(Extracted records)

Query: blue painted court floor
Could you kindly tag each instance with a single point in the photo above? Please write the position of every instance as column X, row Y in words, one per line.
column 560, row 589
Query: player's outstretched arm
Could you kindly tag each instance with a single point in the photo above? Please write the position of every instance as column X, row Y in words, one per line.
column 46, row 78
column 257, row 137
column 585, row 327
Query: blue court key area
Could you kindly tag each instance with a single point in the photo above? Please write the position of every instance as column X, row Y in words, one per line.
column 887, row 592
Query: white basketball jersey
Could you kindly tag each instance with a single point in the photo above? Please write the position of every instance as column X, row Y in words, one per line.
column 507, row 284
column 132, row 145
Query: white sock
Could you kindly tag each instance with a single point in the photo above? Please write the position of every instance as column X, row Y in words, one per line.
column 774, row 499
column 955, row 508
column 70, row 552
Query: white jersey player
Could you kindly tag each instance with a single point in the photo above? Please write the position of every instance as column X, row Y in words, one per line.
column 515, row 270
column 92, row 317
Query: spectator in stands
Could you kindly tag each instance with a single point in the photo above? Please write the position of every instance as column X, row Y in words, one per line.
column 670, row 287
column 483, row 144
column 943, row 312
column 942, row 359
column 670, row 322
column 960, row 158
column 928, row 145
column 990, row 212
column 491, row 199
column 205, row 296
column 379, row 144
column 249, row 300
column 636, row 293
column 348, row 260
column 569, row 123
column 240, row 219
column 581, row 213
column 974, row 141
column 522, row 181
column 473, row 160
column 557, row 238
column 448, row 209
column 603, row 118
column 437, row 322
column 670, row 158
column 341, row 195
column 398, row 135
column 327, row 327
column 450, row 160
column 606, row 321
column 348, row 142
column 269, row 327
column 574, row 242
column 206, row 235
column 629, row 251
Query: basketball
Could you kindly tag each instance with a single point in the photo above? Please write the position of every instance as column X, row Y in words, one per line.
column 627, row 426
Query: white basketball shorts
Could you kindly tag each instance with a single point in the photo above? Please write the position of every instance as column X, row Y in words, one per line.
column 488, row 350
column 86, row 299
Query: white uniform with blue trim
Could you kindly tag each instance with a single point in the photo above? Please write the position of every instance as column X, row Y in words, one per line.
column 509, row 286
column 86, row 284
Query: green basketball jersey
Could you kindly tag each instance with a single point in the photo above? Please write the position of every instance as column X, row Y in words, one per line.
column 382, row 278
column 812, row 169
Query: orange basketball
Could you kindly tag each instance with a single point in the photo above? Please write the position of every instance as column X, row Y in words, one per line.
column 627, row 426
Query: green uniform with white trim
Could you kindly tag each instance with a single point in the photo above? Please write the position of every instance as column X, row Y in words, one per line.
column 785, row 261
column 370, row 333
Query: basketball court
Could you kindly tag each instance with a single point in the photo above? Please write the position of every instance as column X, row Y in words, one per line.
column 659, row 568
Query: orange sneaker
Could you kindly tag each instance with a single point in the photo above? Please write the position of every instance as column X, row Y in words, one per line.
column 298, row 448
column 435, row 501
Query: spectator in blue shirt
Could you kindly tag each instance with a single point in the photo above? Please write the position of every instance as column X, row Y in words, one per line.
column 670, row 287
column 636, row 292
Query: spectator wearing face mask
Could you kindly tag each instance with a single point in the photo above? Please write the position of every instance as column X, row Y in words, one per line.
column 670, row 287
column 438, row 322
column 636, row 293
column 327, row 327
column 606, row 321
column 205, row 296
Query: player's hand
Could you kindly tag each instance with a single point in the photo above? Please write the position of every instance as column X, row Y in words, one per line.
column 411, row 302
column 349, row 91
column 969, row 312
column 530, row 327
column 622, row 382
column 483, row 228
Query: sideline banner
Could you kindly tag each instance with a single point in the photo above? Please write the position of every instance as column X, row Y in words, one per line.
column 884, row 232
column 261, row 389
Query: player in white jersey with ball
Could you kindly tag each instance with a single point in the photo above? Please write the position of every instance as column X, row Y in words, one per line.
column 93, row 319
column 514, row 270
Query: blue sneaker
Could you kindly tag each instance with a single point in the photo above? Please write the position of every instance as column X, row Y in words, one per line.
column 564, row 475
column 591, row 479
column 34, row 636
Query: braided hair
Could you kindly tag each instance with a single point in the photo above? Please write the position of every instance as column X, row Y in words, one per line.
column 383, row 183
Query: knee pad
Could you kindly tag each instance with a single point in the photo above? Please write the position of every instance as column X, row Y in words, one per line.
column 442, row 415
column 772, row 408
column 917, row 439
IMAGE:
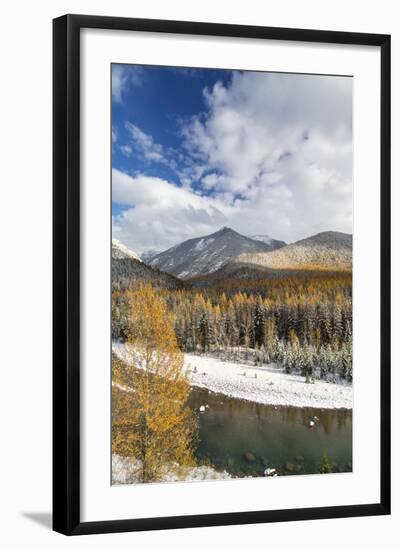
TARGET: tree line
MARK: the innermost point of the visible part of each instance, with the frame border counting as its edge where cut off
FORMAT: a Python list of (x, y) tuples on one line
[(302, 323)]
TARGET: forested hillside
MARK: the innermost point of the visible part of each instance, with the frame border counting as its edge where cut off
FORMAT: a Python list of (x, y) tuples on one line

(End Extracted records)

Task statement. Show each line in the entries that holds the string "spectator".

Exercise output.
Query: spectator in stands
Query: spectator in blue shirt
Query: spectator wearing face mask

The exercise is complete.